╭─ Text under study
Sensitisation workshop on GMIS for journalists
Sensitisation workshop on GMIS for journalists | The Ghana Statistical Service has organised a day’s sensitisation workshop for media practitioners to equip them with the needed understanding of the concept used in the Ghana Malaria Indicator Survey (GMIS) report 2016.
The workshop was to enhance effective dissemination of findings of the survey which was conducted from October to December 2016, across the country and expected to be launched on Thursday in Accra.
Mr Sixtus Dery, The Upper West Regional Statistician, said the survey was aimed at producing current estimates of key malaria indicators, measure the extent of ownership and use of mosquito nets, identify practices used to treat malaria among children under five and the use of specific anti-malarial medications.
It was also to assess coverage of intermittent preventive treatment to protect pregnant women, to measure indicators of behaviour change communication messages, knowledge, and practices about malaria and to measure the prevalence of malaria and anaemia among children from six -59 months.
He said the survey, which was the first of its kind, was also to inform policy makers and programme managers in evaluating and designing programmes and strategies to improve malaria control.
╰─
Activity A. Copy the passage of the malaria survey article starting at "The workshop was" and ending at "specific anti-malarial medications.".
Activity B. Decide whether each statement agrees with the malaria survey article, answering yes or no and quoting the words of the article that settle it: (i) The survey was conducted from October to December 2016. (ii) The workshop for media practitioners lasted several days. (iii) The survey was described as the second of its kind.
Activity C. Pick up the article about the malaria survey workshop after its last sentence and continue it.
╭─ Dataset
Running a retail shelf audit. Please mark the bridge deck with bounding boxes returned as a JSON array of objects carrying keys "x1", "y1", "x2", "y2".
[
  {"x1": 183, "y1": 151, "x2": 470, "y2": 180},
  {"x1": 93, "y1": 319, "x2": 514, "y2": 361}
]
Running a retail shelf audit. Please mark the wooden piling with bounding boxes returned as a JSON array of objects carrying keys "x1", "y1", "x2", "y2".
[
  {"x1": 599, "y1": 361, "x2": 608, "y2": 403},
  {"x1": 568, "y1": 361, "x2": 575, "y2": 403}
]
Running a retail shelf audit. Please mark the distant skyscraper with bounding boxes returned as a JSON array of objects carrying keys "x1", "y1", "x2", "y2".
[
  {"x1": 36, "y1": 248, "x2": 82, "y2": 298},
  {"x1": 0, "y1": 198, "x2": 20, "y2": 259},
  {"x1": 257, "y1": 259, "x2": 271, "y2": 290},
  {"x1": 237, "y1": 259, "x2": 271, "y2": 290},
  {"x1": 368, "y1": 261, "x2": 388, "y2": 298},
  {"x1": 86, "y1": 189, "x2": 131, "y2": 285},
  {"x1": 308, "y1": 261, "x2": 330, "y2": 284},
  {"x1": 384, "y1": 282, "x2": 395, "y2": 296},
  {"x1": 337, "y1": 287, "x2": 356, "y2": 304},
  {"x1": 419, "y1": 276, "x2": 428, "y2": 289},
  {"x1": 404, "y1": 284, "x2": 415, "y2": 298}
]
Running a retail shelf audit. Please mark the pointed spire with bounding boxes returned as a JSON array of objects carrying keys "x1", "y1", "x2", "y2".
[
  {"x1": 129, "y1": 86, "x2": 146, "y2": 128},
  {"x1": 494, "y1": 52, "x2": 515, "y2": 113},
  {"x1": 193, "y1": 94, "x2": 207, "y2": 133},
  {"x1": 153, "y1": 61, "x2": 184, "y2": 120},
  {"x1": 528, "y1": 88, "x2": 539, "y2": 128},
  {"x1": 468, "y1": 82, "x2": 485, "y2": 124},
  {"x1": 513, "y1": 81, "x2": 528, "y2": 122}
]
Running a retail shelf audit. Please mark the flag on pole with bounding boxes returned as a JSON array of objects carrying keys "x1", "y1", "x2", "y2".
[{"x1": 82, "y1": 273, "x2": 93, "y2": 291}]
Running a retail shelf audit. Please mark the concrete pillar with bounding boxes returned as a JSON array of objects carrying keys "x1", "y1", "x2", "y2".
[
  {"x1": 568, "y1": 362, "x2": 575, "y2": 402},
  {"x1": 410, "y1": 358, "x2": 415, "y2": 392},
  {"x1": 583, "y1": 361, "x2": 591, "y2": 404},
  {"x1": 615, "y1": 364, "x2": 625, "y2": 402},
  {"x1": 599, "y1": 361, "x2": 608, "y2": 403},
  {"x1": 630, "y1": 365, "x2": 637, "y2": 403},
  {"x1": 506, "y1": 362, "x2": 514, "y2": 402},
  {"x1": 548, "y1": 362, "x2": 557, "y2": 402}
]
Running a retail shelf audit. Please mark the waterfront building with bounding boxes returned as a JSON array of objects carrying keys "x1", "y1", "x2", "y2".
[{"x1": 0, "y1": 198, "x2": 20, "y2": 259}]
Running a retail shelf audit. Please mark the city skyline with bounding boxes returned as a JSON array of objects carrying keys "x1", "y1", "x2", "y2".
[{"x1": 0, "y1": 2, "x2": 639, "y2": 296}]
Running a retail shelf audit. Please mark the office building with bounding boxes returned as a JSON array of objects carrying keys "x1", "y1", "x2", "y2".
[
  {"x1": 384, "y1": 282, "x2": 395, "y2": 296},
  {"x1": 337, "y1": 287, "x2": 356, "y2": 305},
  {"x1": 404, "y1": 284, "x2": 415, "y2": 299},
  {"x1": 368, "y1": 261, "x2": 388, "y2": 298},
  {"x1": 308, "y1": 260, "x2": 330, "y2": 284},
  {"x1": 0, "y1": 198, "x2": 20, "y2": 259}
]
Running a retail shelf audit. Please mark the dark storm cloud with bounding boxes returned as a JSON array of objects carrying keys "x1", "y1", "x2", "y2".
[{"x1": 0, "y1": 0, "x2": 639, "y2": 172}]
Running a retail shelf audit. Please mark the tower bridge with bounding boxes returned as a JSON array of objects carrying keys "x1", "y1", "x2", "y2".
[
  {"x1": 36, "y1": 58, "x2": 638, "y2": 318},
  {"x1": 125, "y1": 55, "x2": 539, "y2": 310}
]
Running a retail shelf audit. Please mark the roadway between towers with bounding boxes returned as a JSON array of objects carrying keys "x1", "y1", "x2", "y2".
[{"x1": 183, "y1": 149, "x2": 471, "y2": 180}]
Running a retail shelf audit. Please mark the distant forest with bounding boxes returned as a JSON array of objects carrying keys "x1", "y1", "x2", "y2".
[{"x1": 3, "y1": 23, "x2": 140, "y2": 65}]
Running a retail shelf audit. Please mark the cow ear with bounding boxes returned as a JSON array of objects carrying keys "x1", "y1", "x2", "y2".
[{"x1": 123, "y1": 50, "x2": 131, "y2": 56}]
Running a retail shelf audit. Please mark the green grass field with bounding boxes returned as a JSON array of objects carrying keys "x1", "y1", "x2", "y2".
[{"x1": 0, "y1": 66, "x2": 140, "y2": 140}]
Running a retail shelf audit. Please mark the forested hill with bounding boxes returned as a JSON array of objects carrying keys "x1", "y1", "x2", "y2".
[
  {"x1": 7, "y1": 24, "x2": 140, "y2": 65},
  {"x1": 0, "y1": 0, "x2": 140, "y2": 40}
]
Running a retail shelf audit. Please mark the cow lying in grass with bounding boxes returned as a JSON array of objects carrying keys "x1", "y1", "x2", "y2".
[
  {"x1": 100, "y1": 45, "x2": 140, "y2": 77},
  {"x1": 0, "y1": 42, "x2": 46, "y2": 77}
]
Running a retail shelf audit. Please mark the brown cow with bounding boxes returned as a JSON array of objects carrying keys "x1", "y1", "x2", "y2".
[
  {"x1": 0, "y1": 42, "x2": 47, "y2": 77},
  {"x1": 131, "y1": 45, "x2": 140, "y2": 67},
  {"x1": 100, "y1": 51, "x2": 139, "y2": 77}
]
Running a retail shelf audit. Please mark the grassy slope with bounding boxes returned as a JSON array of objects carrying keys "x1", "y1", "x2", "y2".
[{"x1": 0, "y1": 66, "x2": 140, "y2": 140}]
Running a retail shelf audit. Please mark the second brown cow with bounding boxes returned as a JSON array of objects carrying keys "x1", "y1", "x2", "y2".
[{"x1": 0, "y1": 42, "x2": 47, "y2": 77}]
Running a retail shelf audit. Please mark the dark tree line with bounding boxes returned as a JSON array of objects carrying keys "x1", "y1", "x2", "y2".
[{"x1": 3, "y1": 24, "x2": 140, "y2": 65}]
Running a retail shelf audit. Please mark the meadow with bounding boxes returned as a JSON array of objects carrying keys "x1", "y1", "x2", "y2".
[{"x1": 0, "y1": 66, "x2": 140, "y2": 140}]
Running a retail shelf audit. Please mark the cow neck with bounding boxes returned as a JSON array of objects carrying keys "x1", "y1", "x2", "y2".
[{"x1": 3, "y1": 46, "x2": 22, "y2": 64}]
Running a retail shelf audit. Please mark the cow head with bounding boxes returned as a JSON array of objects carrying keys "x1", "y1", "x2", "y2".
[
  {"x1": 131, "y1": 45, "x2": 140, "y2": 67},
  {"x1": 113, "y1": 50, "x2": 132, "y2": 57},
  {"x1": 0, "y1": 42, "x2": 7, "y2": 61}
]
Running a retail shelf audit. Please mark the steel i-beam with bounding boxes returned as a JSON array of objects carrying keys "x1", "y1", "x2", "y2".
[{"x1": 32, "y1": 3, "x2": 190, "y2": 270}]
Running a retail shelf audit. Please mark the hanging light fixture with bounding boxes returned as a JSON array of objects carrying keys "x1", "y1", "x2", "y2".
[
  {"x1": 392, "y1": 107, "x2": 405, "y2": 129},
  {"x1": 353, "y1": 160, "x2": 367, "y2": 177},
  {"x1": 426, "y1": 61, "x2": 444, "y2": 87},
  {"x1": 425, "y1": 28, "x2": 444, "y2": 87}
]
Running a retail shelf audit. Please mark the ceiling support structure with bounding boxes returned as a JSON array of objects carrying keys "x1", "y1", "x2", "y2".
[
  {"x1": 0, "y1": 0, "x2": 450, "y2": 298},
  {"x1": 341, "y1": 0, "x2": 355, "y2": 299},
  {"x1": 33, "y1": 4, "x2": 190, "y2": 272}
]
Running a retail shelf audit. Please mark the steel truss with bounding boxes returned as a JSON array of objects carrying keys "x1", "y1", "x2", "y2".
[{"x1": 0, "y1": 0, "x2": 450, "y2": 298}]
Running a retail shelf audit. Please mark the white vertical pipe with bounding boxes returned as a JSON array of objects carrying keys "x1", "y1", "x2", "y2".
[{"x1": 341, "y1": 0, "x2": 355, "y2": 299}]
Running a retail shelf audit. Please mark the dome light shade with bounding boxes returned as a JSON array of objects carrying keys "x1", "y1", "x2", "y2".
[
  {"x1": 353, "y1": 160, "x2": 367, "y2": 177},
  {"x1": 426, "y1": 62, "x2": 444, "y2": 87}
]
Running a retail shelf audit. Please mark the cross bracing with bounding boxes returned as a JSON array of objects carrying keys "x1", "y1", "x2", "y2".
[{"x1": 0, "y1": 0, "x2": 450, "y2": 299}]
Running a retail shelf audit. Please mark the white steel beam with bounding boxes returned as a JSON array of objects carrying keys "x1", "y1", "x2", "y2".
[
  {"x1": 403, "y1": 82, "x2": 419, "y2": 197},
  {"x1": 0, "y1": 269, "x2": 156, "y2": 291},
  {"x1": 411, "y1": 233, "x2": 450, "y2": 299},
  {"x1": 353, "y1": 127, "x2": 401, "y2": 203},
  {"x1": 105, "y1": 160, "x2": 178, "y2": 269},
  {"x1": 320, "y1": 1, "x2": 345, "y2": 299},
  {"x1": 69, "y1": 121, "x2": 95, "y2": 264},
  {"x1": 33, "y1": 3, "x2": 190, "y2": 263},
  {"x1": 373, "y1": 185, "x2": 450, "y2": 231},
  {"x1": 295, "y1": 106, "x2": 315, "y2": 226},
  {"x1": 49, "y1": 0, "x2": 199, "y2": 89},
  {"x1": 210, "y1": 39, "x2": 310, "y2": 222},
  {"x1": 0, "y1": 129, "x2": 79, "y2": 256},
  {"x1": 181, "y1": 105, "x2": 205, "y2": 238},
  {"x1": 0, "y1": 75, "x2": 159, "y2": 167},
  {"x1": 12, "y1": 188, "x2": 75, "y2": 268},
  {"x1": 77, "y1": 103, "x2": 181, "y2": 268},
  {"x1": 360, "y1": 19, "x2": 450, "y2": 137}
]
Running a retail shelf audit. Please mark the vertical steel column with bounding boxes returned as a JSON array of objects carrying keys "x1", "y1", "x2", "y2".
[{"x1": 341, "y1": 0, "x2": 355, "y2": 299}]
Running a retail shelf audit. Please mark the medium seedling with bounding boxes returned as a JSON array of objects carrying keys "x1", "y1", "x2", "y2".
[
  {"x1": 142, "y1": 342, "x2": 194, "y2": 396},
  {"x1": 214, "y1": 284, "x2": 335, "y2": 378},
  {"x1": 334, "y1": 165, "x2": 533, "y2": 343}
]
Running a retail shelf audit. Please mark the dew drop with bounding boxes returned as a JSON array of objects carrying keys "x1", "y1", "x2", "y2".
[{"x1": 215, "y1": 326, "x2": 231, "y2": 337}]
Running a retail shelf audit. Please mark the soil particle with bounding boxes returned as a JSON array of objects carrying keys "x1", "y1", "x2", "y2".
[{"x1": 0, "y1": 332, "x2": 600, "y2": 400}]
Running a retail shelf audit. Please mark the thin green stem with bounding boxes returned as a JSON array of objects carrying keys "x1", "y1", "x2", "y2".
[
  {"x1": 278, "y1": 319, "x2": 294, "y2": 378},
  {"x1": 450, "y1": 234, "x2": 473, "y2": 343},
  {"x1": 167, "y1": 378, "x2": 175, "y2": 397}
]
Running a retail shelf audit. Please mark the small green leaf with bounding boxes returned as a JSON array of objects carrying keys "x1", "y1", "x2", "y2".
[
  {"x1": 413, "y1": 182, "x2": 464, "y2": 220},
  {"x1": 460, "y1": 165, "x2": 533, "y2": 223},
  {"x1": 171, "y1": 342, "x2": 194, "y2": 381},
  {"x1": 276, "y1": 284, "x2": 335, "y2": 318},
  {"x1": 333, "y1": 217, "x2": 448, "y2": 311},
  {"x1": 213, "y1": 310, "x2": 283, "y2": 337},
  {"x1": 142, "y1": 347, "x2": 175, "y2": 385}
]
╰─
Answer section A.
The workshop was to enhance effective dissemination of findings of the survey which was conducted from October to December 2016, across the country and expected to be launched on Thursday in Accra.
Mr Sixtus Dery, The Upper West Regional Statistician, said the survey was aimed at producing current estimates of key malaria indicators, measure the extent of ownership and use of mosquito nets, identify practices used to treat malaria among children under five and the use of specific anti-malarial medications.

Answer section B.
(i) Yes: "conducted from October to December 2016"
(ii) No: "a day’s sensitisation workshop"
(iii) No: "which was the first of its kind"

Answer section C.
He said the nationwide survey was conducted in 93 urban and 107 rural clusters, comprising 30 households per cluster.
Women from 15 to 49 years and children from six to 59 months in 6000 households were selected.
Mr Dery said the survey adopted two type of questionnaires, the household and women questionnaires, adding that biomarkers were also used.
He noted that 72 field staff, including 15 biomarker technicians were sent onto the field to collect data, adding that the response rate for both methodology was 99 percent representing an overwhelming majority.
“In total, 6003 households were selected, but 5, 841 were interviewed. Out of the 5,186 eligible women, 5,150 were interviewed.”
He said other issues captured by the report include drinking water sources, sanitation, specifically toilet facilities literacy rate, health insurance coverage, malaria prevention strategies among others.